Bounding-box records
--- BEGIN ---

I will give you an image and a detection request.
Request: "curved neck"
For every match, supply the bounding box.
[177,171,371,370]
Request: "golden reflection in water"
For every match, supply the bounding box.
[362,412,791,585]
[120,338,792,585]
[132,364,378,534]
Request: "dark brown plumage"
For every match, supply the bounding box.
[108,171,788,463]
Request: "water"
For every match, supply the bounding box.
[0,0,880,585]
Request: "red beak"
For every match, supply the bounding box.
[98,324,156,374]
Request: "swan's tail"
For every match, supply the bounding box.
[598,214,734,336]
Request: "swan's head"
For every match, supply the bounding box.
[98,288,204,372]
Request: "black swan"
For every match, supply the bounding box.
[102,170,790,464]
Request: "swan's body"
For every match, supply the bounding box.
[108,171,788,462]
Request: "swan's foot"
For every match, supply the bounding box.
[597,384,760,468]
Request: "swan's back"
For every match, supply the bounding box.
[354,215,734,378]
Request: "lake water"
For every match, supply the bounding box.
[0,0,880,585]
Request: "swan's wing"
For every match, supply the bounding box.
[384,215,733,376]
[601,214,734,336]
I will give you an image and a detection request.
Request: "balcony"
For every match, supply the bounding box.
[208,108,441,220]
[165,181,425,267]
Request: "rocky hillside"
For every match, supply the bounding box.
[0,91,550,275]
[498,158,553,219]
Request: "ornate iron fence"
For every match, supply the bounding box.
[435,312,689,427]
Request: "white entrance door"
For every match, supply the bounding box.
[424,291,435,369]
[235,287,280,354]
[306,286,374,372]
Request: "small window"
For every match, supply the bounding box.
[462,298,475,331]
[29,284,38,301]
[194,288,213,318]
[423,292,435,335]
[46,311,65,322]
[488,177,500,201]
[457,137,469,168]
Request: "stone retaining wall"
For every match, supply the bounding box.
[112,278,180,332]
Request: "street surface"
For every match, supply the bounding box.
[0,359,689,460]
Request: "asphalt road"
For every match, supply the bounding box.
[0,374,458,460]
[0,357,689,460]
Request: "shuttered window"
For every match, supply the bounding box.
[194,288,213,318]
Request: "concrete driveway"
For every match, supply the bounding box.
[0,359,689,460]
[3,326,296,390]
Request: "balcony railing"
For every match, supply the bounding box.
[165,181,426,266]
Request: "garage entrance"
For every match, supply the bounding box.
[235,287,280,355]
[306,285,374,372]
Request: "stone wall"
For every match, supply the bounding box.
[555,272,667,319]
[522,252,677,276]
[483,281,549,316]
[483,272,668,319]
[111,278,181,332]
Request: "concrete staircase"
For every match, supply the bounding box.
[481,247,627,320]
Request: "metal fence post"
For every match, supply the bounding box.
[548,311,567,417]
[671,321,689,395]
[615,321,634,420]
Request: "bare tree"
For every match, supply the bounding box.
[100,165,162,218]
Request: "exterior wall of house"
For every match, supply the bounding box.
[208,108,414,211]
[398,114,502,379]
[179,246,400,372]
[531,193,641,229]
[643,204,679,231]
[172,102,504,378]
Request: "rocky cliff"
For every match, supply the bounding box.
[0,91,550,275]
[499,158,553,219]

--- END ---

* _TASK GOAL_:
Recast every line of the records above as a Markdown table with two columns, Row and Record line. Number the rows in order and leave out blank lines.

* _CORRECT RESPONSE_:
| Row | Record line |
|---|---|
| 1 | I will give you an image and a detection request. |
| 2 | Request: "curved neck" |
| 3 | For every match, supply the bounding box. |
| 4 | [177,171,371,370] |
| 5 | Request: "golden reflection in water" |
| 6 | For every match, supply the bounding box. |
| 7 | [362,412,791,585] |
| 8 | [120,338,792,585] |
| 9 | [132,364,378,534] |
| 10 | Request: "dark brown plumage" |
| 11 | For every match, supply the bounding box. |
| 12 | [108,171,788,463] |
| 13 | Request: "water" |
| 14 | For every match, supply the bounding box. |
| 15 | [0,0,880,585] |
| 16 | Request: "red beak" |
| 17 | For every match, supply the bounding box. |
| 18 | [98,324,156,374] |
| 19 | Request: "swan's tail" |
| 20 | For every match, supply the bounding box. |
| 21 | [598,214,734,336] |
| 22 | Request: "swan's head" |
| 23 | For every match, supply the bounding box. |
| 24 | [98,288,204,372] |
| 25 | Request: "black swan" |
| 26 | For every match, supply the bounding box. |
| 27 | [102,170,790,464] |
| 28 | Request: "swan's body" |
| 29 | For every match, supply the bounding box. |
| 30 | [108,171,788,462] |
| 31 | Request: "swan's foot" |
| 32 | For every match, supply the bounding box. |
| 33 | [597,384,760,468] |
| 34 | Request: "swan's back" |
| 35 | For every match, supply the bounding box. |
| 36 | [354,215,734,378] |
| 37 | Request: "lake water" |
| 38 | For every match, supply the bounding box. |
| 39 | [0,0,880,585] |
| 40 | Request: "swan's wing" |
| 41 | For every match, supply the bounding box. |
| 42 | [384,215,733,376] |
| 43 | [601,214,734,336] |
| 44 | I will give you an image and a detection request. |
| 45 | Request: "balcony" |
| 46 | For every match, supply the bounding box. |
| 47 | [208,108,441,220] |
| 48 | [165,181,425,267] |
| 49 | Request: "rocky hillside" |
| 50 | For every match, supply the bounding box. |
| 51 | [0,91,550,275] |
| 52 | [498,158,553,219] |
| 53 | Request: "ornate iron fence" |
| 54 | For every match, supply the bounding box. |
| 55 | [435,312,689,427] |
| 56 | Request: "white entrance door" |
| 57 | For every match, supply the bounding box. |
| 58 | [424,291,435,369] |
| 59 | [235,287,280,354] |
| 60 | [306,286,374,372] |
| 61 | Request: "small window" |
| 62 | For every match, supply the bounding box. |
| 63 | [462,298,475,331] |
| 64 | [29,284,38,301] |
| 65 | [194,288,213,318] |
| 66 | [423,292,435,335] |
| 67 | [46,311,65,322] |
| 68 | [488,177,500,201] |
| 69 | [457,137,469,168] |
| 70 | Request: "stone retaining wall" |
| 71 | For every match, supply the bounding box. |
| 72 | [112,278,180,332] |
| 73 | Request: "street surface" |
| 74 | For every match, supply the bounding box. |
| 75 | [0,359,689,460] |
| 76 | Request: "asphalt road" |
| 77 | For every match, supply the bounding box. |
| 78 | [0,374,458,460] |
| 79 | [0,357,689,460] |
| 80 | Request: "shuttered window" |
| 81 | For every match, supply the bounding box. |
| 82 | [194,288,213,318] |
| 83 | Request: "concrete driveway" |
| 84 | For every match, supply the bounding box. |
| 85 | [0,359,689,460] |
| 86 | [3,326,296,390] |
| 87 | Request: "balcony railing" |
| 88 | For every match, supply the bounding box. |
| 89 | [165,181,426,266] |
| 90 | Request: "garage entrance" |
| 91 | For every match, supply the bounding box. |
| 92 | [235,287,280,355] |
| 93 | [306,285,374,372] |
| 94 | Request: "stone wall" |
| 95 | For every match, supply the bounding box. |
| 96 | [555,272,667,319] |
| 97 | [522,252,677,276] |
| 98 | [483,281,549,316] |
| 99 | [483,272,668,319] |
| 100 | [111,278,181,332] |
| 101 | Request: "concrete staircase" |
| 102 | For every match, supply the bounding box. |
| 103 | [481,247,627,320] |
| 104 | Request: "metal fence post" |
| 105 | For every match, supply the bounding box. |
| 106 | [548,311,567,417] |
| 107 | [671,321,689,395] |
| 108 | [615,321,634,420] |
| 109 | Request: "bare tree" |
| 110 | For every match, supply the bounding box. |
| 111 | [100,165,162,218] |
| 112 | Request: "exterior wall of house" |
| 113 | For every match, supply the bounding box. |
| 114 | [208,108,414,211] |
| 115 | [398,114,502,379] |
| 116 | [179,246,400,372] |
| 117 | [531,193,641,229] |
| 118 | [643,204,679,231] |
| 119 | [172,102,504,378] |
| 120 | Request: "rocky cliff" |
| 121 | For every match, supply the bounding box. |
| 122 | [0,91,550,275] |
| 123 | [499,158,553,219] |